_TEXT EXCERPT:_
Things Hidden (Richard Rohr)

“Quick! Tell me before I forget!”

January 22, 2008

By Kerry Walters

Toward the end of his marvelous Things Hidden, Richard Rohr tells an equally marvelous story. Parents bring home a newly-born baby. Their 4-year-old daughter insists on speaking to her new sibling–alone, she insists. The amused parents leave, but stand at the doorway for easy eavesdropping. Their daughter gets close to the infant and urgently whispers: “Quick! Tell me where we came from and why we’re here. I’m beginning to forget!”

This little parable is a nice encapsulation of what Rohr has to say about the spirit of scripture. For Rohr, following Rene Girard (whose influence, along with Nouwen’s, is all over this book), the bible is a “text in travail,” a fluid, living document that is often times messy and meandering, taking one step forward and two steps back. That’s why it’s important, insists Rohr, to be clear about the bible’s trajectory and momentum, so that we won’t get lost down a sidetrack and take the inessential as vital (the fundamentalist failing). The trajectory is the working out of the human recognition of God as a loving, nurturing parent who exhibits mercy, grace, faithfulness, forgiveness, and steadfast love; of recognition of ourselves as originally blessed, made in the image of a loving God and hence intrinsically lovable ourselves; and recognition that the bible encourages awakening, remembering, rather than accomplishing. (It’s fascinating to reflect on the fact that the Greek word for truth used in the New Testament–aletheia–can be translated as “unforgetting.”)

_SUPPLIED DATA:_
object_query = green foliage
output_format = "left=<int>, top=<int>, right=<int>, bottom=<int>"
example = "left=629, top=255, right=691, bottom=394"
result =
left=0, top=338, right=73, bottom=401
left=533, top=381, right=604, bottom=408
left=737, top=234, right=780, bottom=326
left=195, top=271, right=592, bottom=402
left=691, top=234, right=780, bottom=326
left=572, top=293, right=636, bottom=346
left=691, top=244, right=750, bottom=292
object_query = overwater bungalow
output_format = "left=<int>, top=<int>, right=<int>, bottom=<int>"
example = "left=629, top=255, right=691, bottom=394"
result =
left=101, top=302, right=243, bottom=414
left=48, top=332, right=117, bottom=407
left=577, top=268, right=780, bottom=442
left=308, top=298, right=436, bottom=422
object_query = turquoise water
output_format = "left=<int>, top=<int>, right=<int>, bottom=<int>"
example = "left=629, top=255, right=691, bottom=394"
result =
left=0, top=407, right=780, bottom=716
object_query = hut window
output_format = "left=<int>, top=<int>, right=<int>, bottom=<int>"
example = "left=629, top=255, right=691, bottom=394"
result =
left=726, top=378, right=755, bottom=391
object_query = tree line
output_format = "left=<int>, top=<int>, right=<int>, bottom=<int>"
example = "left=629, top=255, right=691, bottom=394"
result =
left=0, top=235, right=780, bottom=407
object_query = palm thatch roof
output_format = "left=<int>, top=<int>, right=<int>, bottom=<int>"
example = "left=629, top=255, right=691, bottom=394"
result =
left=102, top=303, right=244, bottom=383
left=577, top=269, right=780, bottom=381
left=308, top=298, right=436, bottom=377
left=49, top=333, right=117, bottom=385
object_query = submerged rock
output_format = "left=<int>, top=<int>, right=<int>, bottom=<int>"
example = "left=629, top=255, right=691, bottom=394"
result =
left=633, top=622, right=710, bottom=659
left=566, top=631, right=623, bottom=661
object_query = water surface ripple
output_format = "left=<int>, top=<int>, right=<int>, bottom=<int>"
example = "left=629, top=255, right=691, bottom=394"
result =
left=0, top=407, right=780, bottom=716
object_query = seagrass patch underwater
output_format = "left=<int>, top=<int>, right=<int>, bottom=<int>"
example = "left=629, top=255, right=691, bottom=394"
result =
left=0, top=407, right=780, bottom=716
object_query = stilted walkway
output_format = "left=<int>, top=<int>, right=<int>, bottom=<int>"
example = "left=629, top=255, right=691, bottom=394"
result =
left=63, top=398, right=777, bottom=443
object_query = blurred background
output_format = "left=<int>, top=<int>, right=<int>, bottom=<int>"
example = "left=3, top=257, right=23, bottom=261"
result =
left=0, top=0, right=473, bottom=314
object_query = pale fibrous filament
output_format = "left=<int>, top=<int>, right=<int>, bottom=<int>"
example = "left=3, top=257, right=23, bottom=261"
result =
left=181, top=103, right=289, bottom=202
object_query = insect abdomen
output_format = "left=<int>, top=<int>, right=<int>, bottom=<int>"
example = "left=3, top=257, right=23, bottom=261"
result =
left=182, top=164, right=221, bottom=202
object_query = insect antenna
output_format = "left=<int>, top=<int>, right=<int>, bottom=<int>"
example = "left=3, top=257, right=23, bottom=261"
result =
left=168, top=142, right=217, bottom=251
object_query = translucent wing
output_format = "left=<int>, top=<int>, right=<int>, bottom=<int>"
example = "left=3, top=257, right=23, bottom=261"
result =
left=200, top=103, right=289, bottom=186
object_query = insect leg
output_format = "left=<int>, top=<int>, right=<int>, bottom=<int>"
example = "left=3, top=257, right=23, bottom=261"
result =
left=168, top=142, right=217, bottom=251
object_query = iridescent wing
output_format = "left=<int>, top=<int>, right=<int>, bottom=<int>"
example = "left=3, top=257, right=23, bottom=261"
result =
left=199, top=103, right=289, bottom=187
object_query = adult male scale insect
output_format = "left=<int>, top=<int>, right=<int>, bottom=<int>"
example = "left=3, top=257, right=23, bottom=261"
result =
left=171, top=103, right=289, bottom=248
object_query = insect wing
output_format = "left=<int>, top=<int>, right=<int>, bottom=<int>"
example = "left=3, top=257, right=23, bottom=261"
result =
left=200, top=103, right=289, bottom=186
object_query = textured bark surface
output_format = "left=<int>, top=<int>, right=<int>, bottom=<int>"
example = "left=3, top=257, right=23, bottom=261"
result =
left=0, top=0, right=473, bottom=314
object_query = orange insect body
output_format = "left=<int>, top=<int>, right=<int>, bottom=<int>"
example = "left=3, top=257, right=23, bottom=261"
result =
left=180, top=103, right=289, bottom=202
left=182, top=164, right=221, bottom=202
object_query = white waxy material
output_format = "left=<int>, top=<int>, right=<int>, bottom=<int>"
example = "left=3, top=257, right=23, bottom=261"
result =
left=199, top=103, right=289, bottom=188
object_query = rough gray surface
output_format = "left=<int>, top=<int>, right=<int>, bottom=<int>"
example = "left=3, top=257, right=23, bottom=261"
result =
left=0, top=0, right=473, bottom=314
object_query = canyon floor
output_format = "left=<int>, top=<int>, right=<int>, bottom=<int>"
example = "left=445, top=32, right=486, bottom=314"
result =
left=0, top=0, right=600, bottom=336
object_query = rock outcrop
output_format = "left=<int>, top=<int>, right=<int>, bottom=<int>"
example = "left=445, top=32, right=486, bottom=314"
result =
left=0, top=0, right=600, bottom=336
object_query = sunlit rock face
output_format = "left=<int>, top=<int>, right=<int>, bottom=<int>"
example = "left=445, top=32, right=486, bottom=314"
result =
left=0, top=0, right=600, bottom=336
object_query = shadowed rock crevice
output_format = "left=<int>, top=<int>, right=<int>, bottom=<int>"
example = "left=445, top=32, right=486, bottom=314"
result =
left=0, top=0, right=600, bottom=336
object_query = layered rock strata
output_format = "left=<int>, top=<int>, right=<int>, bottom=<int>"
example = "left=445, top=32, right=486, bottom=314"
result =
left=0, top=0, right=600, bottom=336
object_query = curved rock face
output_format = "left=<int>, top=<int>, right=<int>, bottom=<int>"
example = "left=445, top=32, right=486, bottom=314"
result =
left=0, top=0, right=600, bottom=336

_INSTRUCTION 1:_ According to the review of Things Hidden, how can the New Testament Greek word for truth, aletheia, be translated?
_INSTRUCTION 2:_ Write the next part of the review of Richard Rohr's Things Hidden, starting after its final sentence.
The records are drawn from a different source.

_TASK ANSWER 1:_ As "unforgetting."

_TASK ANSWER 2:_
Readers familiar with Rohr’s work won’t necessarily find a great deal to surprise them in this lovely and wise book. But readers new to Rohr, as well as those (like myself) who have read and profited from him for years, will appreciate the insight and grace with which he puts scripture in a context that moves away from uninspired literalism on the one hand or academic textual crunching on the other. If spiritual knowing (cognition) is really, as Rohr argues, a re-cognition, an unforgetting of the soul, this book is as good a memory-jogger as one is likely to find.